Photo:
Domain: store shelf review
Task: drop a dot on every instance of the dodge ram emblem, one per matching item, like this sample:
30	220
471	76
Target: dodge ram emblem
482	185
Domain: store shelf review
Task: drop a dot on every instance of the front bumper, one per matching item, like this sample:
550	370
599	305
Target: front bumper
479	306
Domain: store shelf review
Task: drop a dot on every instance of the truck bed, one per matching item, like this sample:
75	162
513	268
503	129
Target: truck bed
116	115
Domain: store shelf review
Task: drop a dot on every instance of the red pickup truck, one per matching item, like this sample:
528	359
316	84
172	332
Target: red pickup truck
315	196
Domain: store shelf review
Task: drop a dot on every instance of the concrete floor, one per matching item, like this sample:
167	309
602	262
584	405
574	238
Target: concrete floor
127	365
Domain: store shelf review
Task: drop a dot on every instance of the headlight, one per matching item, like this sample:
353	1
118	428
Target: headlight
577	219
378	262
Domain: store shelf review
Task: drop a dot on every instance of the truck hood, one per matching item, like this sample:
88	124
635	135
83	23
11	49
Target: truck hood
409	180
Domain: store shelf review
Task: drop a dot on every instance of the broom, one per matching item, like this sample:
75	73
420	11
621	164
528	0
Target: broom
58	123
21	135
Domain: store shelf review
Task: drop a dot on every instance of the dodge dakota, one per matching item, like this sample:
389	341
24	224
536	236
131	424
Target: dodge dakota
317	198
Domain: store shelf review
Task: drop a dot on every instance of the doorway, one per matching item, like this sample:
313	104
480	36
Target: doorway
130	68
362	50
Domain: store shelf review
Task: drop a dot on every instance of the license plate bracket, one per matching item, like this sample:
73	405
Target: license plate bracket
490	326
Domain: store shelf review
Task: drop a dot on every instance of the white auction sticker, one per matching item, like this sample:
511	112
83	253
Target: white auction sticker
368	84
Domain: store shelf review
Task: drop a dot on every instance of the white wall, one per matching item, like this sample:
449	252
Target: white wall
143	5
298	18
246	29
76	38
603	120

*EXERCISE GOAL*
Output all of the listing exactly as written.

*OUTPUT BELOW*
Photo:
Domain: store shelf review
Task: drop a dot on every instance of the dodge ram emblem, one per matching item, like this sample:
30	220
471	76
Target: dodge ram emblem
482	185
Domain: store shelf review
Task: drop a dot on every instance of the front bumper, one per matching item, like this sample:
550	370
599	305
Target: front bumper
479	306
Domain: store shelf review
Task: drop a dot on every instance of the truck bed, one per matching item, like this sample:
75	162
513	268
503	129
Target: truck bed
116	115
Domain: store shelf review
Task: drop a dot on every instance of the red pickup truck, one per matching item, like this sample:
528	359
316	84
172	332
Target: red pickup truck
315	196
Domain: store shelf review
Task: drop a dot on every instance of the concrete floor, one per matching item, like this sample:
167	309
602	262
584	405
574	238
Target: concrete floor
127	365
Domain: store shelf review
Task: drop a dot on every instance of the headlight, one per matching item, like this sample:
353	1
118	428
Target: headlight
577	219
378	262
Domain: store shelf review
Task: drop a dot on every instance of the truck hood, one per matching item, like this sample:
88	124
635	135
83	23
11	49
Target: truck hood
409	180
Domain: store shelf review
Task: drop a dot on every instance of the broom, one per matching item, like this sample:
75	73
420	11
621	164
528	0
Target: broom
58	123
21	135
Domain: store shelf review
Task: drop a dot on every instance of the dodge dakota, one per matching item, like this sample:
389	341
24	224
536	236
131	424
Target: dodge dakota
317	198
Domain: store shelf review
Task: drop a dot on every instance of the doorway, one per matching item, like this sample:
313	104
480	36
Target: doorway
130	68
362	50
Domain: store shelf review
Task: drop a dot on every instance of the license plate bracket, one per matching item, like this sample:
73	405
Target: license plate bracket
490	326
Domain: store shelf review
Task: drop a dot on every instance of the white auction sticker, one per matching item, like this sample:
511	112
83	253
Target: white auction sticker
368	84
Domain: store shelf review
Task: drop a dot on every instance of the white wall, one per matching item, like this sample:
449	252
Target: white wall
143	5
298	18
246	29
76	38
603	120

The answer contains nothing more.